What the task requires
All entries must be transcribed exactly, down to the last character.

Dataset entries:
+++++
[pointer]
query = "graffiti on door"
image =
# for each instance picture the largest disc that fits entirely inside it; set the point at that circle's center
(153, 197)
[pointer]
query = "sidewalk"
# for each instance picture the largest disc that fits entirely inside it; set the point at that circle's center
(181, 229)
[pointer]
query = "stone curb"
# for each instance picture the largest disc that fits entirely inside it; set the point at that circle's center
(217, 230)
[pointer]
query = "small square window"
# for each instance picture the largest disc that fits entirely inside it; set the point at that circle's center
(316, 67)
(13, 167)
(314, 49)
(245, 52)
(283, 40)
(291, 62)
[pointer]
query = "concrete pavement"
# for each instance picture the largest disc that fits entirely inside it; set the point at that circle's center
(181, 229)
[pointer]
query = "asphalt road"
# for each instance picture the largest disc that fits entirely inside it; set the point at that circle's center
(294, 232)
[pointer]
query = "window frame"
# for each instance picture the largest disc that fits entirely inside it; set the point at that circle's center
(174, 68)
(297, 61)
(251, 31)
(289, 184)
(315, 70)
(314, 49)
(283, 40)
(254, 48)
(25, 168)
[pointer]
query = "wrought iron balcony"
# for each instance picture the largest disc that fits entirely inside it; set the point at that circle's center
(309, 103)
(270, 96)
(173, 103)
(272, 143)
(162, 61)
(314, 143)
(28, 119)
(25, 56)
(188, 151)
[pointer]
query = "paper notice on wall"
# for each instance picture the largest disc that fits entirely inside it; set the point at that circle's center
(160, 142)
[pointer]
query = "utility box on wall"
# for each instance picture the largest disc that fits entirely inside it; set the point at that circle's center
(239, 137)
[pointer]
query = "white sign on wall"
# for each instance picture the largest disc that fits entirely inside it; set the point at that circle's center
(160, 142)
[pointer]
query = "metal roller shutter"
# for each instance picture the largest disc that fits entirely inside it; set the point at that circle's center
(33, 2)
+++++
Written response
[pointer]
query = "graffiti on door"
image =
# for each instance picture the largest disc that fits entirely inside it; set the point at that circle's center
(153, 197)
[pointer]
query = "sidewalk"
# for each instance picture the largest disc that fits entirely inside it; set the point at that circle's center
(181, 229)
[pointer]
query = "stone curb"
# for each instance picture the largest disc that fits entirely inside it; set the point at that circle's center
(217, 230)
[pointer]
query = "small square window"
# for each instance picture the largest disc that fits entirely inside it; set the point at that circle's center
(316, 67)
(13, 167)
(314, 49)
(245, 52)
(283, 40)
(291, 62)
[pointer]
query = "concrete pavement"
# for each instance picture the largest disc that fits entirely inside it; set the point at that circle's center
(181, 229)
[pointer]
query = "asphalt road"
# for each instance picture the largest disc that fits entirely inside it; set the point at that circle's center
(294, 232)
[pointer]
query = "window frame"
# for each instance picture the largest disc that fits entirely inside it; set the point at that circle's center
(174, 68)
(297, 61)
(251, 31)
(289, 184)
(315, 70)
(314, 49)
(283, 40)
(254, 48)
(25, 168)
[pointer]
query = "wrought iron balcony"
# for each instance picture the largest disc that fits entirely inside it; set the point at that circle's center
(309, 103)
(270, 96)
(173, 103)
(272, 143)
(162, 61)
(314, 143)
(28, 119)
(25, 56)
(188, 151)
[pointer]
query = "paper notice on wall"
# for each instance picture the largest disc that fits entirely inside it; set the point at that circle's center
(160, 142)
[pointer]
query = "utility box on wall"
# for each instance picture the largest disc that fits entirely inside it; set the point at that circle's center
(239, 137)
[pointer]
query = "white sign on wall"
# for each instance picture the largest disc that fits entirely inside it; set the point at that circle's center
(160, 142)
[pointer]
query = "metal roller shutter"
# for each instance picture the largest disc that fits entirely inside it; set the point at that circle's center
(33, 2)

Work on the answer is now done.